▸ Given instruction: How many lines in the entries below contain the word "marking"? Reply with the number alone.

▸ Excerpted data:
################

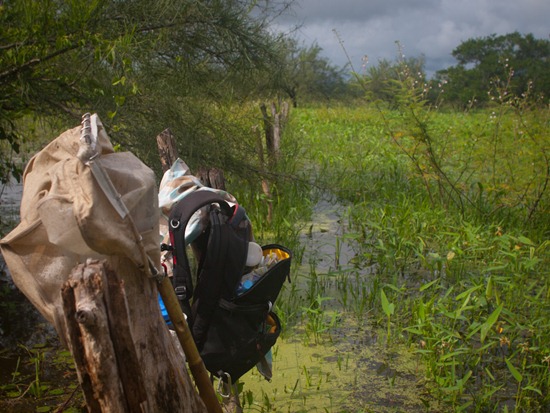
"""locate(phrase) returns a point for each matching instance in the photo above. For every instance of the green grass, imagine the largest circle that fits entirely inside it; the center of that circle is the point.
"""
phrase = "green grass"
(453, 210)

################

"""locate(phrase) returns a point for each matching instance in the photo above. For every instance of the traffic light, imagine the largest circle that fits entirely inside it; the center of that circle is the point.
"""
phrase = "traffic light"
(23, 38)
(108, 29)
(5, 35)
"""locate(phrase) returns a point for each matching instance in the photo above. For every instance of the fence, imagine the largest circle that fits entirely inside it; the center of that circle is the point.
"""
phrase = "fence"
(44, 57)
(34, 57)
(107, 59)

################

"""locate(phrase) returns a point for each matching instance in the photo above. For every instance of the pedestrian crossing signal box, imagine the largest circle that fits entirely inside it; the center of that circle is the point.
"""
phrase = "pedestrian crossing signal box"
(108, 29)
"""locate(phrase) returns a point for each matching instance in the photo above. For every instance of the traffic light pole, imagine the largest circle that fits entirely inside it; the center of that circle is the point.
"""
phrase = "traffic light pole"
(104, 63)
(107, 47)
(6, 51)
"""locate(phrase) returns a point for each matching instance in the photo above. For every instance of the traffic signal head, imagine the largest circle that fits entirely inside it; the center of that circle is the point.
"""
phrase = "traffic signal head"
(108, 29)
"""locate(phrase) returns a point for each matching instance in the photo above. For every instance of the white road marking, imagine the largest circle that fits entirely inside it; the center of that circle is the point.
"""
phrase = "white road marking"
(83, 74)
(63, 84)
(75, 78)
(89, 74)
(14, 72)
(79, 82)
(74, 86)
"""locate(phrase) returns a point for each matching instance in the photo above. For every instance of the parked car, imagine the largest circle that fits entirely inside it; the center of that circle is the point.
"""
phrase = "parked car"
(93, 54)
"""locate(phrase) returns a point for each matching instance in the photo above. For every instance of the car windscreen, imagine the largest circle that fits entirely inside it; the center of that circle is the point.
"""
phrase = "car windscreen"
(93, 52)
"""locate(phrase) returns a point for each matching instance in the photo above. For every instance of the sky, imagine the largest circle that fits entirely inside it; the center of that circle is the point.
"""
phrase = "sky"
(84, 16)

################

▸ Complete output: 2